(What the task asks): Return the portion of the post about mocking up game cards from "blank RING card" to "just wing it)", copied word for word.

Salutations! I have remarkably little experience in graphic design, and I'm running into a tools problem; I am not sure what I can use to get the effect I want. To wit, I am working on mocking up some cards for use in an RPG. Right now, they look like this:

blank RING card

I would like to place some text in the white areas on this card. However, since there are quite a few different cards I am mocking up, I would like to do so in a consistent manner, preferably one that does not involve me having to count pixels to make sure each line of text is appropriately lined up. (If it was only the one card, I'd just wing it)

I've experience using Windows 7 Paint and Paint.net, but as near as I can determine, neither of these programs has the tools to handle such a case consistently. Can anyone offer some advice or point me in the right direction?

P.S. I am aware that there is a "nuclear option", as it were, which would be to write a program and PDF-creation library to dynamically and generically create each card with the input text / colors (I've done something similar at my job), but I think that's overkill at this point, and I'd rather devote time to other things if I can help it.

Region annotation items
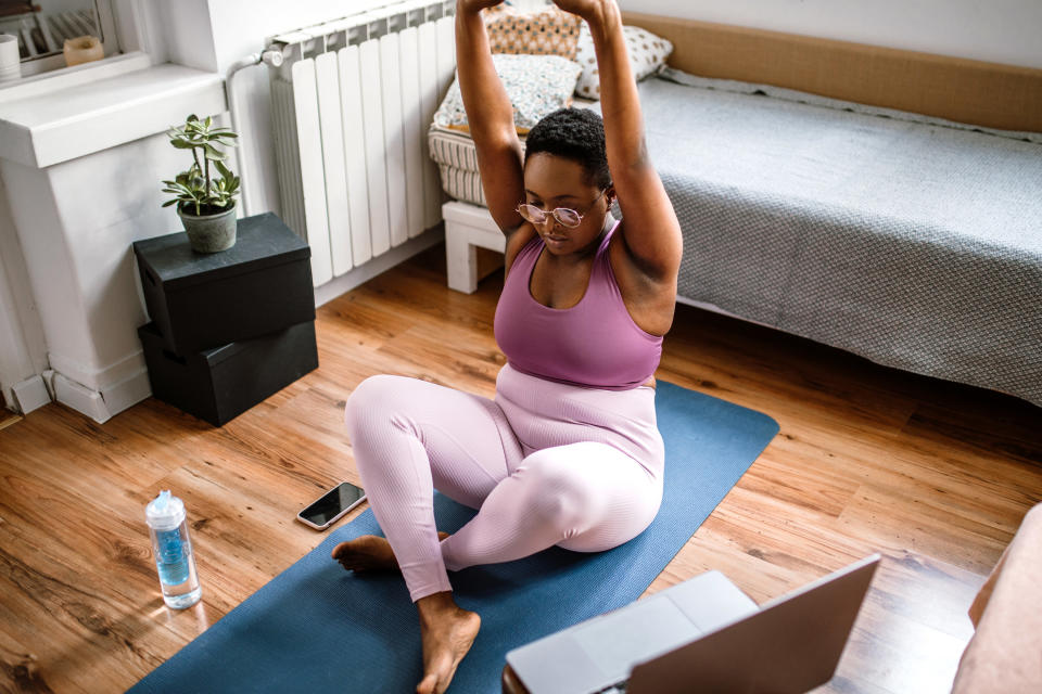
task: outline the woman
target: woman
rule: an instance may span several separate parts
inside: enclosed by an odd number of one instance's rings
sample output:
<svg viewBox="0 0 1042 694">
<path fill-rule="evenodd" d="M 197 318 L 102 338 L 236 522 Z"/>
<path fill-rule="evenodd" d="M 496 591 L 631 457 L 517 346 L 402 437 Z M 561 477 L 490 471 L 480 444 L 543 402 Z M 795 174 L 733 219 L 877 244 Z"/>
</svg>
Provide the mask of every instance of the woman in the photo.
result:
<svg viewBox="0 0 1042 694">
<path fill-rule="evenodd" d="M 644 143 L 640 105 L 614 0 L 556 0 L 589 27 L 600 117 L 562 110 L 526 153 L 496 75 L 480 12 L 459 0 L 456 64 L 488 209 L 506 235 L 495 334 L 507 356 L 488 400 L 374 376 L 345 421 L 386 539 L 343 542 L 352 570 L 398 569 L 417 605 L 420 694 L 444 692 L 481 625 L 453 600 L 447 569 L 551 545 L 580 552 L 640 534 L 662 497 L 655 378 L 672 324 L 681 231 Z M 618 200 L 624 220 L 609 213 Z M 432 494 L 479 509 L 452 536 Z"/>
</svg>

(Task answer):
blank RING card

I would like to place some text in the white areas on this card. However, since there are quite a few different cards I am mocking up, I would like to do so in a consistent manner, preferably one that does not involve me having to count pixels to make sure each line of text is appropriately lined up. (If it was only the one card, I'd just wing it)